The problem - Locate every line in the rows that contains the word "blue" and copy each of those lines.

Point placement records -

------------------------------

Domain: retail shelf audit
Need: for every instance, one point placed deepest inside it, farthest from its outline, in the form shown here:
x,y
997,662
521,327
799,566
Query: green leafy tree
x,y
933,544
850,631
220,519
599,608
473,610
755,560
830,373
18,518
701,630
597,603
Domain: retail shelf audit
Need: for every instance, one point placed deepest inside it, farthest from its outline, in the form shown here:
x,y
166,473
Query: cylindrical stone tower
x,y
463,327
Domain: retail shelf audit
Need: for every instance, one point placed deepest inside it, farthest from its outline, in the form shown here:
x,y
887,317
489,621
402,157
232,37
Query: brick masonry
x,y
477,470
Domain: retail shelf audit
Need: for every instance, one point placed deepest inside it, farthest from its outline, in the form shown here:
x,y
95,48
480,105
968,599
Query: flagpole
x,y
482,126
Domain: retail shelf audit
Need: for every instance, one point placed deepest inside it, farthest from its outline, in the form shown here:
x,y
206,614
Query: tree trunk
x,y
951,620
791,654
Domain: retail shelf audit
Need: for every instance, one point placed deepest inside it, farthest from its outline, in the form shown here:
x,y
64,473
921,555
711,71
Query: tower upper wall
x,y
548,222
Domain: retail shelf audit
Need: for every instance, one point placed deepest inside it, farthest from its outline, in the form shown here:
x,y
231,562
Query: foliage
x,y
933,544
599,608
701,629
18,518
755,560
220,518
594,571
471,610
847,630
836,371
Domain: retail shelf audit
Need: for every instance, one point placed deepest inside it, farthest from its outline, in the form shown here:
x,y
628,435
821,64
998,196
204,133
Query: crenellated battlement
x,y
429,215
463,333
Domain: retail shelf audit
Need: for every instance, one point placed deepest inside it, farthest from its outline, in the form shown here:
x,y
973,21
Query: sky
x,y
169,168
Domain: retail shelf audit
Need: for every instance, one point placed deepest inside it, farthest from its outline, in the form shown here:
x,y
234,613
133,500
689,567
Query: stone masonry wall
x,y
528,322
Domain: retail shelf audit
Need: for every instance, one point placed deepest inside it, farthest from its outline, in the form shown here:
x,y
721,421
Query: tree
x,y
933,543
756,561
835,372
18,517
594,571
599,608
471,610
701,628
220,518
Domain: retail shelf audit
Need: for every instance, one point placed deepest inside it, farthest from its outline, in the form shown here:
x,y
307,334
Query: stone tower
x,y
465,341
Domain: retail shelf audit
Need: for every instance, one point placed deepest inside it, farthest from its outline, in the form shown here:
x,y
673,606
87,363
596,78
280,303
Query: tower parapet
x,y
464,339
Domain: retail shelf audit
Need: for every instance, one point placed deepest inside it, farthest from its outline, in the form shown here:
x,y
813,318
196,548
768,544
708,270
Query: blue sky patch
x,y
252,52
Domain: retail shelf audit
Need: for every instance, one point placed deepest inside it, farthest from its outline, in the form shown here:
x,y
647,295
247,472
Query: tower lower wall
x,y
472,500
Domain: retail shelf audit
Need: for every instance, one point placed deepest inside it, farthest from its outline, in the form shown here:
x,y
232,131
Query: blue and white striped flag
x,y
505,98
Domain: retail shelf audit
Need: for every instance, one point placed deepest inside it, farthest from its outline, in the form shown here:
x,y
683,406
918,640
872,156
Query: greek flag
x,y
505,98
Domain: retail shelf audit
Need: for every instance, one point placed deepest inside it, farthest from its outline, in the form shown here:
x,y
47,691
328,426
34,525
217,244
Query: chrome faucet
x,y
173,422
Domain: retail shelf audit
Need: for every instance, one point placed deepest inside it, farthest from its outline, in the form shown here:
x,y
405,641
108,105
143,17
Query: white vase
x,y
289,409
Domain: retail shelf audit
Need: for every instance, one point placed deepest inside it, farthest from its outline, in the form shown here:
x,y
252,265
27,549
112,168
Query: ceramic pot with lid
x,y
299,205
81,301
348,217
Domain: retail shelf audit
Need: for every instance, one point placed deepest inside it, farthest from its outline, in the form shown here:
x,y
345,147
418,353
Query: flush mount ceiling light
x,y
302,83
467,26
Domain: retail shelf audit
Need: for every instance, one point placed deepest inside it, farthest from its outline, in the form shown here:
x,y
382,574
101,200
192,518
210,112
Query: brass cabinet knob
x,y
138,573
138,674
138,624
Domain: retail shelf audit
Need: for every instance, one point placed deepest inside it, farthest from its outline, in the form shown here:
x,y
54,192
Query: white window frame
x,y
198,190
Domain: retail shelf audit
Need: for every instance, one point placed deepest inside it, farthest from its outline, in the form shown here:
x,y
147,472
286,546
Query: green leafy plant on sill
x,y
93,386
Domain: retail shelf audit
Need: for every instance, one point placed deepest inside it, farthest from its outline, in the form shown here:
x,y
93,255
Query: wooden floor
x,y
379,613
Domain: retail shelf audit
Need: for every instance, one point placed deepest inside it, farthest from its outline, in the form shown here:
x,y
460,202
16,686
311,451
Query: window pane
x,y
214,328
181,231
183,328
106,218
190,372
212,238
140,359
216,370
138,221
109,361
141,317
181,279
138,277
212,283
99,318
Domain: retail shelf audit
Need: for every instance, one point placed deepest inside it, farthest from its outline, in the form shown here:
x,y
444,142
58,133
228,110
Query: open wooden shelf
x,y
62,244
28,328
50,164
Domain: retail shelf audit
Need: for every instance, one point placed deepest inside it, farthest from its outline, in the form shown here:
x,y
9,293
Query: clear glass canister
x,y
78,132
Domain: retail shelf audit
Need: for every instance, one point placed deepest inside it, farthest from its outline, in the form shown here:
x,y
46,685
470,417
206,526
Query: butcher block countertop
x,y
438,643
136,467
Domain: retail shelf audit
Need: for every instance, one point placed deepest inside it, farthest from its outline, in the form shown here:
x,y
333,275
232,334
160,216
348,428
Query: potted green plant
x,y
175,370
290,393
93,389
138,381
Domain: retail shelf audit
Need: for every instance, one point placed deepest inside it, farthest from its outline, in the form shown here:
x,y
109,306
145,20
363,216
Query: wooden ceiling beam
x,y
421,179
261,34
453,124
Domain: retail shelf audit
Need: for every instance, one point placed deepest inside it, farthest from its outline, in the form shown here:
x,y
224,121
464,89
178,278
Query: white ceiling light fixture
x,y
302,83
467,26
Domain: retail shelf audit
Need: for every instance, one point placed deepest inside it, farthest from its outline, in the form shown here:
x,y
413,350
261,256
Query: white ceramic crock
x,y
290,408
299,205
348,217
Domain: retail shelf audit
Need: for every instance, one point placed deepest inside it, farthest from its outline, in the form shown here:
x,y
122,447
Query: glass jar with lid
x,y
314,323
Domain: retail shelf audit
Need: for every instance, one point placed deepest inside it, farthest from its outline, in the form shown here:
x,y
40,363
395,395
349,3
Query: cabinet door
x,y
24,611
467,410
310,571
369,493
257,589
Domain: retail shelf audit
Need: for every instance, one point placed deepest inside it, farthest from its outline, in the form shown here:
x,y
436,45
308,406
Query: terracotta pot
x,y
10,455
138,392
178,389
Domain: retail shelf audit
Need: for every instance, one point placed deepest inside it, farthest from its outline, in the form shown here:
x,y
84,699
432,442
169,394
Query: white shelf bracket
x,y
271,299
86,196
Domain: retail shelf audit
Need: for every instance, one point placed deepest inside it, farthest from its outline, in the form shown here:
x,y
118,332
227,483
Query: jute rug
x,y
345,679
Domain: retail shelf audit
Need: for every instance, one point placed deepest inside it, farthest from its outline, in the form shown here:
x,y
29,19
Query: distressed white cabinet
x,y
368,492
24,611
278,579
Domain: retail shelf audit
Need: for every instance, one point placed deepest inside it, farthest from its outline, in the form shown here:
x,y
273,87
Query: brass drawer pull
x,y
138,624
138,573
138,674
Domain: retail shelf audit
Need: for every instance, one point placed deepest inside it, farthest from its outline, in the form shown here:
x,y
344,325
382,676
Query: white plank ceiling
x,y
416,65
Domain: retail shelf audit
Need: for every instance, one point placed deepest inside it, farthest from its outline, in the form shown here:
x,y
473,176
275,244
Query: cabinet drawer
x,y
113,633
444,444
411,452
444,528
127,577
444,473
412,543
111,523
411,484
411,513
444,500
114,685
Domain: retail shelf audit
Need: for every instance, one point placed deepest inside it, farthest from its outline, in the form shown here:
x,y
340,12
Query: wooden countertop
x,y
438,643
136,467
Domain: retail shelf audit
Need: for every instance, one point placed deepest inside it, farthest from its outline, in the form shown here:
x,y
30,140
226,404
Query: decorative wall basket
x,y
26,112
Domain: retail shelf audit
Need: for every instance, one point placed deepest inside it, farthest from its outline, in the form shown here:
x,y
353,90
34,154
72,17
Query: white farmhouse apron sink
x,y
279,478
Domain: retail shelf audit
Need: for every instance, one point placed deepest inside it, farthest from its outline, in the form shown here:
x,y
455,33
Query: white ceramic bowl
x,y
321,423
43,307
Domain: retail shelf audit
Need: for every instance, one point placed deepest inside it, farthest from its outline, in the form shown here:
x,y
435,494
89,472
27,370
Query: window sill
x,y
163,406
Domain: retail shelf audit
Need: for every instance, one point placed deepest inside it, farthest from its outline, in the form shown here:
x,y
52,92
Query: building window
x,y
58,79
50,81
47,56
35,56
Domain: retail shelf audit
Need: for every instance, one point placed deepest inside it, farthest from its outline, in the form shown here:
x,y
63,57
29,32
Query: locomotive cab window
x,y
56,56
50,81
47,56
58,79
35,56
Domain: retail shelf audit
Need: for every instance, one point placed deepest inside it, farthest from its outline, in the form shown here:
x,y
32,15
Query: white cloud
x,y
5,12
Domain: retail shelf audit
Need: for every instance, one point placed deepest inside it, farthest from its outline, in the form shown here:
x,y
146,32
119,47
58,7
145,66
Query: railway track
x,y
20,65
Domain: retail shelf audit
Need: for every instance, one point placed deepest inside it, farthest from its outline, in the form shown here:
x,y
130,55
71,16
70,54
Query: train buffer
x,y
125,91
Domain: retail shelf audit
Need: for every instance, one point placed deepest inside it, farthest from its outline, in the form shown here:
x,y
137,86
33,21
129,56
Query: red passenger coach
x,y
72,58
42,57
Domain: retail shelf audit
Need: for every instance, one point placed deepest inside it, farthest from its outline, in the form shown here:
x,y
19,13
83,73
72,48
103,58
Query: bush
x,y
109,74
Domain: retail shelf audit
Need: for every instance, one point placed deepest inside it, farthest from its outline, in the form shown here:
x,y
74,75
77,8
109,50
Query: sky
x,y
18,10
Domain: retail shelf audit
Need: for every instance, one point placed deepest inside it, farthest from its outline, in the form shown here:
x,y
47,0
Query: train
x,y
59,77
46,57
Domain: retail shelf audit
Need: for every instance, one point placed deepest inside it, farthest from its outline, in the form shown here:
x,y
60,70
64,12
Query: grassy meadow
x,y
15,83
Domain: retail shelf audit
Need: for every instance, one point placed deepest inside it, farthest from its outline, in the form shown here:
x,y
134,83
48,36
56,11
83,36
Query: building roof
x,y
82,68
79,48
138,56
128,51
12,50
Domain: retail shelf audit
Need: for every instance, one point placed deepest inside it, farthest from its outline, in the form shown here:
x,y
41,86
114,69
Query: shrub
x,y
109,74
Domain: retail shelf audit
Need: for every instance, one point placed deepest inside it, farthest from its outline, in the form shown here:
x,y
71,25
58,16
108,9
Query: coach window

------------------------------

Task result -
Query: blue sky patch
Query: blue and white striped flag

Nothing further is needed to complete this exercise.